===== QUOTED PASSAGE

1942: Joint Strike is more of a sequel to than a remake of the seminal 1984 vertical scrolling shoot ‘em up. It retains the original title’s feel and alternate history WWII setting while incorporating features found in later games in the 194X series like a life bar, two player co-op play and the scoring and ranking system.
Developer Backbone Entertainment (Commando 3, Bomberman Live) has delivered a competent game that hardcore, old-school shooter fans will likely enjoy. Players brought up on newer games like Ikaruga or the recent spate of dual stick shooters like Super Stardust HD and Geometry Wars may be put off by some of the design choices made, putting Joint Strike squarely into “love it or hate it” territory. Read More...
Though some of the locales and vehicles evoke the look and feel of the real WWII, players will also encounter decidedly unreal lasers, hulking tanks and seemingly endless battleships as they make their way through the five stages found in 1942: Joint Strike.
There are three ships available to pilot; the well-rounded Lightning, the speedy Shinden and the Mosquito, a plane that affords players more health to tackle the game with. Each plane obviously has its own strengths and weaknesses and players should experiment with all three to find the one that most suits their style of play.
All of the planes utilize the same three weapons, the standard Machine Gun, the Spread Shot and the devastating Laser. As expected, the weapons can be powered up by collecting items. Screen clearing bombs can be collected. The titular Joint Strike is used when playing co-op and comes in three flavours. When playing solo, the Joint Strike button unleashes a barrage of missiles.
Joint Strike has four difficulty levels to choose from. The term difficulty is a little misleading however as the only thing that gets adjusted is the amount of lives that players start out with. Other variables commonly adjusted in other shooters like the amount of damage you give to or receive from enemies and extra life awards are unaffected.
The lowest difficulty, Penguin will start you out with nine lives, while Wing King affords only one and poses quite a challenge for even the most veteran players.
Graphically, I found the game to be quite smooth overall thanks to anti-aliasing and some nice use of motion blur and depth of field effects. 1942: Joint Strike runs on a fully 3D engine and features some highly detailed backgrounds to fly over. Enemy vehicles are usually easy to distinguish and either shoot or avoid.

==========
===== RAW RECORDS

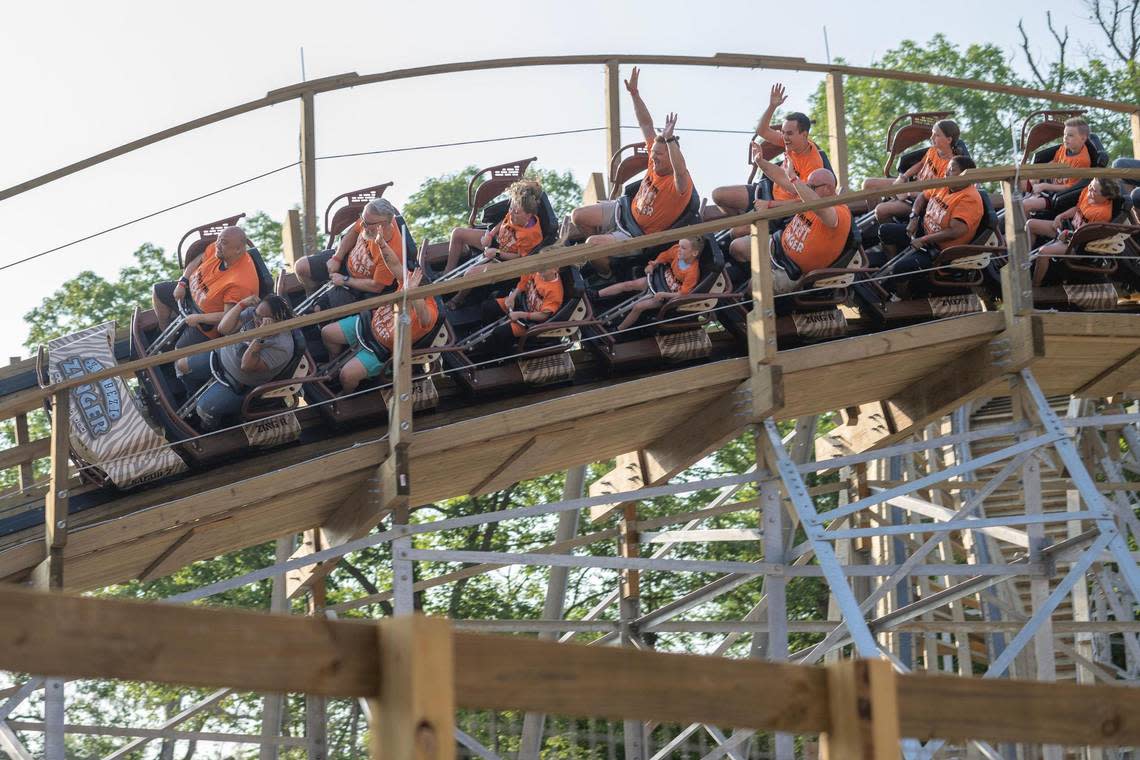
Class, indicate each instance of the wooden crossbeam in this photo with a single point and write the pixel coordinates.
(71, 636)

==========
===== RAW RECORDS

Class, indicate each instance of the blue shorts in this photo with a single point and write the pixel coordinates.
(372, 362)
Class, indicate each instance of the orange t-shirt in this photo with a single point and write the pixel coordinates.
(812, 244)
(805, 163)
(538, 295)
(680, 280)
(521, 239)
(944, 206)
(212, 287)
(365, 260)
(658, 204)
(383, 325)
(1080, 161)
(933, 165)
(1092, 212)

==========
===== RAW RECORDS

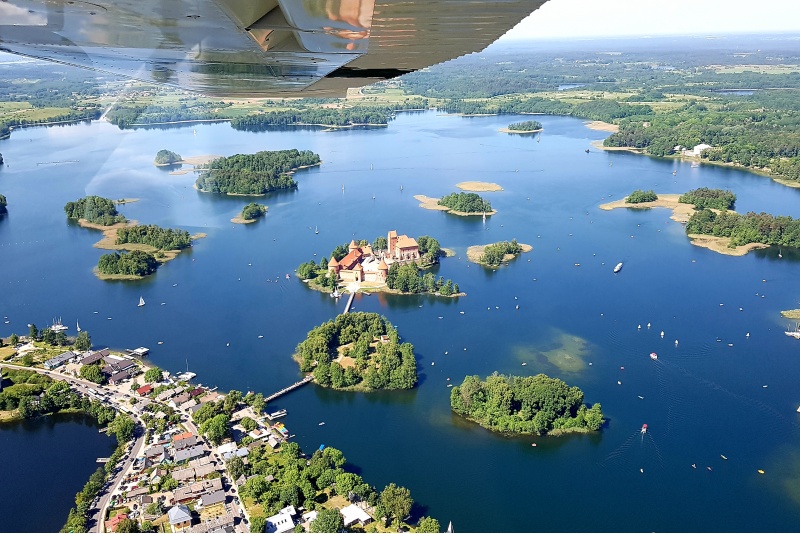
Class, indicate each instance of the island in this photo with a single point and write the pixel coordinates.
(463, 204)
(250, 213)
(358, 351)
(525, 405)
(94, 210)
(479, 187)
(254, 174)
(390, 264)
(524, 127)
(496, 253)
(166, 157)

==========

● SET OF TASKS
1. Reproduce the stretch of the review from "Joint Strike has" through "shoot or avoid.".
2. List every plane the review names as available for players to pilot.
The data has no role in this work.

● WRITTEN ANSWERS
1.
Joint Strike has four difficulty levels to choose from. The term difficulty is a little misleading however as the only thing that gets adjusted is the amount of lives that players start out with. Other variables commonly adjusted in other shooters like the amount of damage you give to or receive from enemies and extra life awards are unaffected.
The lowest difficulty, Penguin will start you out with nine lives, while Wing King affords only one and poses quite a challenge for even the most veteran players.
Graphically, I found the game to be quite smooth overall thanks to anti-aliasing and some nice use of motion blur and depth of field effects. 1942: Joint Strike runs on a fully 3D engine and features some highly detailed backgrounds to fly over. Enemy vehicles are usually easy to distinguish and either shoot or avoid.

2.
Lightning
Shinden
Mosquito